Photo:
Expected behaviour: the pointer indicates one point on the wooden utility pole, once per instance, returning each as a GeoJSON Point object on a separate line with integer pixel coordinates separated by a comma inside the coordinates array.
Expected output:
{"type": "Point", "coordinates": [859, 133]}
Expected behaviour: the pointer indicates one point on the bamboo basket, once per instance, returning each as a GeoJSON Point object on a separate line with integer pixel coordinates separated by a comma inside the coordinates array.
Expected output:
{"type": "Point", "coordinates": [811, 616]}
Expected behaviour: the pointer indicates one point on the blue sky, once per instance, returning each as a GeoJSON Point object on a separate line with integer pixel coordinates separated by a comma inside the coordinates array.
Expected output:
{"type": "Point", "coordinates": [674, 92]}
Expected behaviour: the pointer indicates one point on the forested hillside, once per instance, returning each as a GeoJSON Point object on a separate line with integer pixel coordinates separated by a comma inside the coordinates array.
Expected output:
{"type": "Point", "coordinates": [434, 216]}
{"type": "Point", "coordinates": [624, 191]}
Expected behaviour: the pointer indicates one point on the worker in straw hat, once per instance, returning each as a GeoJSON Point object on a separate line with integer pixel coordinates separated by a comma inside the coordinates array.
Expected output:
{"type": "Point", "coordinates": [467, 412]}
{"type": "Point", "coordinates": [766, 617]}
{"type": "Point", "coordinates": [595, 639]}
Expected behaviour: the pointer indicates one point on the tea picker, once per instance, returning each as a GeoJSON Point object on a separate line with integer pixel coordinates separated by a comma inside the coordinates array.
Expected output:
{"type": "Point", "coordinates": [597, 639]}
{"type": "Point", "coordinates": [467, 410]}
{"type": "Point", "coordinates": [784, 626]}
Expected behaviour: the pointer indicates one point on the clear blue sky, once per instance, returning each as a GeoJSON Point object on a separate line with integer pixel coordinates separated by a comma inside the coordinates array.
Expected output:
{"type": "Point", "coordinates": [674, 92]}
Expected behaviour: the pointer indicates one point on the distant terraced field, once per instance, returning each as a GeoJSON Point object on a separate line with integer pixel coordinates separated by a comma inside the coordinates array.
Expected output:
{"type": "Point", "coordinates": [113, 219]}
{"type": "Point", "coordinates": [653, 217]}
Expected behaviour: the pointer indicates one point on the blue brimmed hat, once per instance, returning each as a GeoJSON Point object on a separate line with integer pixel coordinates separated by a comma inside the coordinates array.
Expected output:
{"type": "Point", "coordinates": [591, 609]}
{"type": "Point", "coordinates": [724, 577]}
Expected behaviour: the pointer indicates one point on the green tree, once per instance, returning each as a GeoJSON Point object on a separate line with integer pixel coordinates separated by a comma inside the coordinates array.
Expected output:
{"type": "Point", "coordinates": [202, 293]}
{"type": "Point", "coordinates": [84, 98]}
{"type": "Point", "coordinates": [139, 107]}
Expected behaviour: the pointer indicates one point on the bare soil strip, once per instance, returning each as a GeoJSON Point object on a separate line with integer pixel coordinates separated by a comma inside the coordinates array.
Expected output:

+++

> **WHAT TO DO**
With "blue" as the string to find, copy every line of the records that holds it.

> **SOLUTION BELOW**
Expected behaviour: the pointer indicates one point on the blue sky, once per instance, returning each as a GeoJSON Point object on a separate line with integer pixel coordinates separated by a comma inside the coordinates array.
Expected behaviour: the pointer indicates one point on the clear blue sky, once per instance, returning each as a GeoJSON Point object on a separate line with integer pixel coordinates separated by a comma inside the coordinates array.
Expected behaviour: the pointer indicates one point on the blue brimmed hat, once per instance, returning each as a GeoJSON Point object on a separate line with integer pixel coordinates separated by a comma inside the coordinates array.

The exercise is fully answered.